SHORT EXERCISE
Put every line of the items below into a numbered list, skipping blank lines and leaving out the pictures.

INPUT FOR THIS TASK
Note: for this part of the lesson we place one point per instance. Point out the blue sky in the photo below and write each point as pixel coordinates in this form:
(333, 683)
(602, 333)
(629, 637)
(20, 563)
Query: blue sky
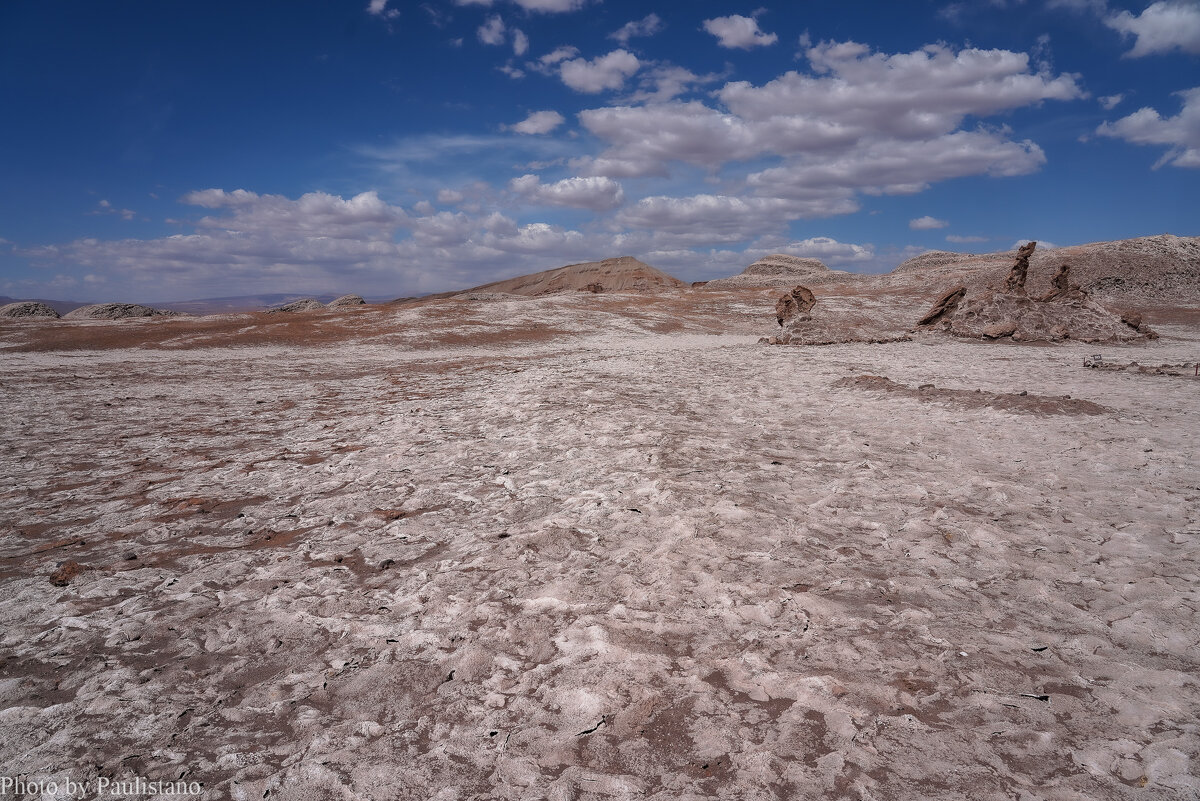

COMPLETE OUTPUT
1. Note: for this part of the lesson we place one point per instance. Point out the blue sky in the photo below and write each point as pixel coordinates in this form:
2. (333, 683)
3. (602, 333)
4. (629, 637)
5. (20, 563)
6. Query: blue sky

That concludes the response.